**TEXTE PROPOSÉ:**
Album de la Semaine : White Night Ghosts - Exorcism Party

White Night Ghosts
Exorcism Party



Interview de White Night Ghosts, par Kerill Mc Closkey

White Night Ghosts évoque le rêve, le cauchemar, la danse, la mort brutale, le rock, l’électro, la tristesse, le plaisir morbide, l’anxiété, la confiance. Mais quel fou peut bien créer telle musique ? Éléments de réponse.
« Les Bombes Seront Les Graines d’Un Autre Monde ». Placée en tête de son premier EP (Joy, 2013), la porte d’entrée au monde de White Night Ghosts n’était pas là pour rassurer. Au moins, on savait où l’on mettait les pieds et qu’il fallait écouter : rien n’attise plus la curiosité qu’un titre grandiloquent dans son pessimisme. « Decadence » arrivait ensuite et c’était la révélation : la guitare était éminemment shoegaze, mais l’atmosphère ultra synthétique. Le morceau se finissait même sur un bon gros drop aux raisons obscures : c’était pour faire danser ça ? On voudrait bien voir la boîte de nuit assez audacieuse pour le placer en pleine soirée.

« LES GROUPES QUI CONTINUENT À ME PASSIONNER AUJOURD’HUI SONT CEUX QUI NE SE CONTENTENT PAS D’APPLIQUER À LA LETTRE LA RECETTE DE MY BLOODY VALENTINE »

Le second EP de White Night Ghosts se nomme d’ailleurs Exorcism Party (sorti le 14 mars grâce à Cranes Records), comme pour clarifier les intentions d’un projet qui se terrait jusque-là dans le mystère. « Je communique au minimum, c’est vrai, et uniquement pour parler de ma musique »accepte-t-il de nous confier. « Il faut parfois « prouver » que tu existes dans le monde de la musique, mais celui-ci, sphère indépendante comprise, ne m’attire pas vraiment. J’aime bien l’idée de me dire que je n’y appartiens pas. Je fais en sorte qu’il n’y ait que la musique et ce qu’elle dégage qui comptent. Je la laisse parler d’elle-même ».

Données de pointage

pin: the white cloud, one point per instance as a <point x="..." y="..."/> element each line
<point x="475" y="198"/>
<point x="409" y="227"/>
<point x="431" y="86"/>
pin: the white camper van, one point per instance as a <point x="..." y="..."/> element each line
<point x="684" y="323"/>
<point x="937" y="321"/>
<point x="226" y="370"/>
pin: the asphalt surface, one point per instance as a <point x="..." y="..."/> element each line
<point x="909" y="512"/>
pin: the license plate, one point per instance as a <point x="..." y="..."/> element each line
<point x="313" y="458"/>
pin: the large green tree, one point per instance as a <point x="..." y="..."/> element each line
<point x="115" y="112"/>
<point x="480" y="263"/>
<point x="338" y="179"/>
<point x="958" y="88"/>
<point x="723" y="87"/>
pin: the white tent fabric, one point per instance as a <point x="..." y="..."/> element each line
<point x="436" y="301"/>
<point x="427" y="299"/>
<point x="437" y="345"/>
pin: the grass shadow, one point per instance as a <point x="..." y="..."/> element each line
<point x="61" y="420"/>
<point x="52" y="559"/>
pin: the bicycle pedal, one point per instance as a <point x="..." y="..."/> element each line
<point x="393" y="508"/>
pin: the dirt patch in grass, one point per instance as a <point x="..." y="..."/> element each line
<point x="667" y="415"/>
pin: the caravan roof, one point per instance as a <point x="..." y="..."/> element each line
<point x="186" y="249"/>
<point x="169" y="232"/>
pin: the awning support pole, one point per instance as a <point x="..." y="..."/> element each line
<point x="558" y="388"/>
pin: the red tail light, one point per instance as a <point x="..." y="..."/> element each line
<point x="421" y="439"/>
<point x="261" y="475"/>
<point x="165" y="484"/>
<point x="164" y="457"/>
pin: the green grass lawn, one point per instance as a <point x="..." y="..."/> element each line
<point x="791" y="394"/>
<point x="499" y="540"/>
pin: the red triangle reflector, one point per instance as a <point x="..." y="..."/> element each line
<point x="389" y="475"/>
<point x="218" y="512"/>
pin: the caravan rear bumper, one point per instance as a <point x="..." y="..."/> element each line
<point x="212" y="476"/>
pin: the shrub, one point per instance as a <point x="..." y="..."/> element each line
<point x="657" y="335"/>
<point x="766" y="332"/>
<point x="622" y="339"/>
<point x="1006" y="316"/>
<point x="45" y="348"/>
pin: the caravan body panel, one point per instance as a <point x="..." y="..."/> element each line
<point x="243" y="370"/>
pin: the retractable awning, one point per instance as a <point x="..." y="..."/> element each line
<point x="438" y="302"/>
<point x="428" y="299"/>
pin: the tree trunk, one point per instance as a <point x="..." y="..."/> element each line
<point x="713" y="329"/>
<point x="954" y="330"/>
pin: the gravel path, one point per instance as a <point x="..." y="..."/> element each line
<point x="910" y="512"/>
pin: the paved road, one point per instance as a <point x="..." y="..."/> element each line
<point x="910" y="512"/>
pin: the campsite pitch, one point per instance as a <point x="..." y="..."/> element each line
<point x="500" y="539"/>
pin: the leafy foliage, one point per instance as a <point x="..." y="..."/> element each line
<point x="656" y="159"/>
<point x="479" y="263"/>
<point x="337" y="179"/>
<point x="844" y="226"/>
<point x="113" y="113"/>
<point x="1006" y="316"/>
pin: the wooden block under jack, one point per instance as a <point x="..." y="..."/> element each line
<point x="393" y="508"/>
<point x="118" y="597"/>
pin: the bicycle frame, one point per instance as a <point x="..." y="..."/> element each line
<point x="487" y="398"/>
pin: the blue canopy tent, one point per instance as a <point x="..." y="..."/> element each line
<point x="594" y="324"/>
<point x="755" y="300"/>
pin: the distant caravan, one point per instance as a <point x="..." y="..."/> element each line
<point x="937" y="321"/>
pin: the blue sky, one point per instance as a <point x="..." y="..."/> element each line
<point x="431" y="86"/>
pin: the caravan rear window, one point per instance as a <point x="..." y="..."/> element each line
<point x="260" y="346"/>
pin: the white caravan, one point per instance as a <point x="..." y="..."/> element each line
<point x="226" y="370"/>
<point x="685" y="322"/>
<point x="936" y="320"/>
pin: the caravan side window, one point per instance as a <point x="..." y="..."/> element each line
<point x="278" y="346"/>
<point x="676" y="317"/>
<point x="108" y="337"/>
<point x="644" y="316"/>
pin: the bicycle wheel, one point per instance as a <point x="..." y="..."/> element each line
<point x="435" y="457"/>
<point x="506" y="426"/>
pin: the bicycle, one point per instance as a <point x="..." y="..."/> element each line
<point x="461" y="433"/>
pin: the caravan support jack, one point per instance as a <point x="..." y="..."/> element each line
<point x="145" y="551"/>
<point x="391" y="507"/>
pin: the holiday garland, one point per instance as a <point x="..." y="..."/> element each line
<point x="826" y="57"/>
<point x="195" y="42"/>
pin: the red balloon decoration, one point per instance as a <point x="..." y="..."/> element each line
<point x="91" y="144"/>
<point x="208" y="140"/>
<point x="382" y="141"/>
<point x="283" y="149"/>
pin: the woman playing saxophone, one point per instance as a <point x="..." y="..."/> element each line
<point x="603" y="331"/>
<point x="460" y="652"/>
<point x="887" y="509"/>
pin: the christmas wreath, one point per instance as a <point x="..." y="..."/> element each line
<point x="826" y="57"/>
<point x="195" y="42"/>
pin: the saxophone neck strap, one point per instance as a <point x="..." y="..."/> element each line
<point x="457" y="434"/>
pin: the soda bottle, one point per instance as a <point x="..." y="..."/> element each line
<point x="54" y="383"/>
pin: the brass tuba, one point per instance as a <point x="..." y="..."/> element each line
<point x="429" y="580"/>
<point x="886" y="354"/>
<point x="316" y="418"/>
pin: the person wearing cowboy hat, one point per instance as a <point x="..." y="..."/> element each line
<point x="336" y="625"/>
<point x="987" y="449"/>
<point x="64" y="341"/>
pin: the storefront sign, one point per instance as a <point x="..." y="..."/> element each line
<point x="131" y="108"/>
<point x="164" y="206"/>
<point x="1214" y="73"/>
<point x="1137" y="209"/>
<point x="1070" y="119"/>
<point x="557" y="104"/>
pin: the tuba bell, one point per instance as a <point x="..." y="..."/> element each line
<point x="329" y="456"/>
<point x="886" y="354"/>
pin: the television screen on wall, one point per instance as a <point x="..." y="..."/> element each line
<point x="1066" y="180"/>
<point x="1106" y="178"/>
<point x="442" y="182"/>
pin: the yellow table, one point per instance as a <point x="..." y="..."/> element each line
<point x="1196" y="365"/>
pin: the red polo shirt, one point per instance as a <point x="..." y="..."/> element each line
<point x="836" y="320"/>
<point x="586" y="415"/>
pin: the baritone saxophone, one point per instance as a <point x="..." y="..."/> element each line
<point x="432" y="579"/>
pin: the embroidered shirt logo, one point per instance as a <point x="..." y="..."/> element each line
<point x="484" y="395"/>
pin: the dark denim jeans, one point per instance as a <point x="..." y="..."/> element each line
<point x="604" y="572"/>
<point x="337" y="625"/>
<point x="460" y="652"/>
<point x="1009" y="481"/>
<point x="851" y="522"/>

**BUT DE L'EXERCICE:**
Les affirmations suivantes concordent-elles avec le texte proposé ? Répondez à chacune par oui ou par non en citant mot pour mot le passage du texte qui permet de trancher.
(a) Le premier EP de White Night Ghosts s'intitule Joy et date de 2013.
(b) Exorcism Party est sorti le 14 mars chez Cranes Records.
(c) Le musicien de White Night Ghosts déclare communiquer largement, sur tous les sujets.

**RÉSULTAT CI-DESSOUS:**
(a) Oui : « Placée en tête de son premier EP (Joy, 2013) ».
(b) Oui : « sorti le 14 mars grâce à Cranes Records ».
(c) Non : « Je communique au minimum, c’est vrai, et uniquement pour parler de ma musique ».